▶ What to work on: Every record must be written out once more, with nothing added or omitted.

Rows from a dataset

(begin)

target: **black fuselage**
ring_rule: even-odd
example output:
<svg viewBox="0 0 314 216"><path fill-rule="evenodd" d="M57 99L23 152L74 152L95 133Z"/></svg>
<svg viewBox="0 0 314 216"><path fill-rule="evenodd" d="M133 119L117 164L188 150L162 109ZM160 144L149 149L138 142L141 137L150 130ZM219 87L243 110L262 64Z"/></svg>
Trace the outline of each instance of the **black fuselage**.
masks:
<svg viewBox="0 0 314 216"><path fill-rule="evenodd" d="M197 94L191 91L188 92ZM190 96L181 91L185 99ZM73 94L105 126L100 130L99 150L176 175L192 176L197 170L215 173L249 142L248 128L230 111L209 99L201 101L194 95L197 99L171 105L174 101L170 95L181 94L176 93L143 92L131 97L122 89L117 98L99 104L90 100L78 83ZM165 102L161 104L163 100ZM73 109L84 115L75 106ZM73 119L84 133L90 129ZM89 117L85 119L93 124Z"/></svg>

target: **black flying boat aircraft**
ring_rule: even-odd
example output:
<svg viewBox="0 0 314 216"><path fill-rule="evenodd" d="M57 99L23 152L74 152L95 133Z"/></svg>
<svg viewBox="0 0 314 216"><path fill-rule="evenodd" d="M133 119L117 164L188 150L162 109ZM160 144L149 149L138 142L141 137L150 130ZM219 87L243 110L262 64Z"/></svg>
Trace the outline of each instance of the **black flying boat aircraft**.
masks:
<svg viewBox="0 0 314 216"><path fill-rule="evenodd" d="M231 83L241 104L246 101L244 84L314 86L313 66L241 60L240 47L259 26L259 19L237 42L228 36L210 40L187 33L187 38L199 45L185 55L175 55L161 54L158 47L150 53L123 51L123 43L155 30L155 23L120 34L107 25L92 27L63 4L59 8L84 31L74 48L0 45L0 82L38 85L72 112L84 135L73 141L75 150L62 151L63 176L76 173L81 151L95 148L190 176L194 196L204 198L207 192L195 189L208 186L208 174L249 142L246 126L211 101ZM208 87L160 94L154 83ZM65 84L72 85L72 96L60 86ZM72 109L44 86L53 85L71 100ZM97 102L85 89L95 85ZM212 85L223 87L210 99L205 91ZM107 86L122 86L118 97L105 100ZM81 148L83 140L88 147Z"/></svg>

(end)

▶ Written answer:
target: **black fuselage**
ring_rule: even-odd
example output:
<svg viewBox="0 0 314 216"><path fill-rule="evenodd" d="M57 99L23 152L74 152L95 133Z"/></svg>
<svg viewBox="0 0 314 216"><path fill-rule="evenodd" d="M133 119L117 164L188 150L162 109ZM160 144L149 149L138 142L141 137L150 130ZM219 87L243 110L262 64Z"/></svg>
Trace the outline of each instance of the **black fuselage**.
masks:
<svg viewBox="0 0 314 216"><path fill-rule="evenodd" d="M197 94L191 91L188 92ZM190 96L181 91L185 99ZM73 94L105 126L100 130L99 150L176 175L192 176L197 170L215 173L249 142L248 128L230 111L209 99L201 101L194 95L197 99L171 105L174 101L170 95L181 94L176 93L143 92L131 97L122 89L117 98L99 104L90 100L78 83ZM165 102L161 104L163 100ZM73 109L84 115L75 106ZM73 119L84 133L90 129ZM89 117L85 119L93 124Z"/></svg>

target: **black flying boat aircraft**
ring_rule: even-odd
example output:
<svg viewBox="0 0 314 216"><path fill-rule="evenodd" d="M57 99L23 152L74 152L95 133Z"/></svg>
<svg viewBox="0 0 314 216"><path fill-rule="evenodd" d="M133 119L117 164L188 150L162 109ZM160 144L149 149L138 142L141 137L150 130ZM219 87L243 110L262 64Z"/></svg>
Trace the outline of each instance of the **black flying boat aircraft**.
masks:
<svg viewBox="0 0 314 216"><path fill-rule="evenodd" d="M231 83L241 104L246 101L244 84L314 86L313 66L241 60L240 47L259 26L259 19L237 42L228 36L210 40L187 33L187 38L199 45L185 55L175 55L161 54L158 47L150 53L123 51L123 43L155 30L155 23L120 34L107 25L92 27L63 4L59 8L84 31L74 48L0 45L0 82L38 85L72 112L84 135L73 141L75 150L62 151L63 176L76 173L81 151L95 148L190 176L194 196L204 198L207 192L195 189L208 186L208 174L249 142L246 126L211 101ZM208 87L160 94L154 83ZM65 84L72 85L72 96L60 86ZM72 109L44 86L53 85L71 100ZM97 102L85 89L95 85ZM212 85L223 87L210 99L205 91ZM107 86L122 86L118 97L105 100ZM81 148L83 140L88 147Z"/></svg>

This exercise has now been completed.